DOCUMENT EXTRACT:
↓↓↓

“They don't hate us because of
our freedoms, as the tired, post-9/11 American cliché had it. We have no
freedoms because they hate us, as this Arab woman so powerfully says.
Yes: They hate us. It must be said.”
These words
are from the now infamous “Why Do They Hate Us?” piece by Mona Eltahawy. If
you’re reading this, then you’ve already read her article, and are probably
aware of the Twitterquake that struck earlier today, the after-shocks of which
are still rocking op-ed columns and blogs (like this one) all over.

↑↑↑

REQUIRED TASKS:
A - Transcribe the blog passage on Mona Eltahawy's article from "These words" up to and including "one) all over.".
B - Write the next part of the blog post about Mona Eltahawy's "Why Do They Hate Us?" piece, starting after its last sentence.

COLLECTED MATERIAL:

↓↓↓

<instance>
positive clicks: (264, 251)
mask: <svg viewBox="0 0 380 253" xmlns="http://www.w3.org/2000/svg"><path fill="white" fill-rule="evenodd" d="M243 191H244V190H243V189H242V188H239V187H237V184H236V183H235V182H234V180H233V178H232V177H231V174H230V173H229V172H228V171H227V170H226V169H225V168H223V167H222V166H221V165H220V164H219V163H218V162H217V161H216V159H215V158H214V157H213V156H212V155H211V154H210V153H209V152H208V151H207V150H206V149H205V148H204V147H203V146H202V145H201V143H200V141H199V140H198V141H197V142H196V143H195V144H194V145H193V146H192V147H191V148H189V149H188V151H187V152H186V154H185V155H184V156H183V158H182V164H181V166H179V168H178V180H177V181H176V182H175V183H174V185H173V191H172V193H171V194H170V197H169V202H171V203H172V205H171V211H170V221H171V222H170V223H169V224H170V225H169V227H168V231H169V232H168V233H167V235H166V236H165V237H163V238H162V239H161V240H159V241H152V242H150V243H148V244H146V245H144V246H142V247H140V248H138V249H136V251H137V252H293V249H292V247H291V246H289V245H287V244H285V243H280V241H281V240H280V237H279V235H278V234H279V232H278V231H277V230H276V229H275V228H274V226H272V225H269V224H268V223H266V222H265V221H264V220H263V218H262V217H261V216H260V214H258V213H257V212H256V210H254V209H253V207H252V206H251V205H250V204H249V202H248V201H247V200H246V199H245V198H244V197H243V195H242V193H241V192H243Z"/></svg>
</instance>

↑↑↑

SOLVED PROBLEMS:
A -
These words
are from the now infamous “Why Do They Hate Us?” piece by Mona Eltahawy. If
you’re reading this, then you’ve already read her article, and are probably
aware of the Twitterquake that struck earlier today, the after-shocks of which
are still rocking op-ed columns and blogs (like this one) all over.

B -
Having read
the article, I have to say, I wasn’t immediately struck by any bristling anger;
nor did my blood boil. I found a lot of the piece rang true with me, and I
recognized the effects of the “misogynistic hate” Mona describes on my own
life, like the frustration experienced during my youth in Saudi Arabia, where I
wasn’t permitted to drive (FYI, it’s really immoral for a woman to drive. We might
go mental with all the freedom and accidentally commit adultery 28 times in the
first few hours). I didn’t really agree with the core of the article – that men
hate women – and it seems I’m not alone. My main qualm with the piece is that,
in my experience, the men of the Middle East are some of the most loving
towards the gentler sex, a realisation I came to make when moving to Europe and
discovering the objectification of women. Obviously, you can’t live in Saudi
Arabia for a good while without coming across some weirdos, re: my next door
neighbour’s dad beating her and her sister up regularly for absolutely no
reason whatsoever – or the charming security officer who told me to cover my
hair up when I was EIGHT (eight is a really hot age) lest I tempt any of the (married)
men around.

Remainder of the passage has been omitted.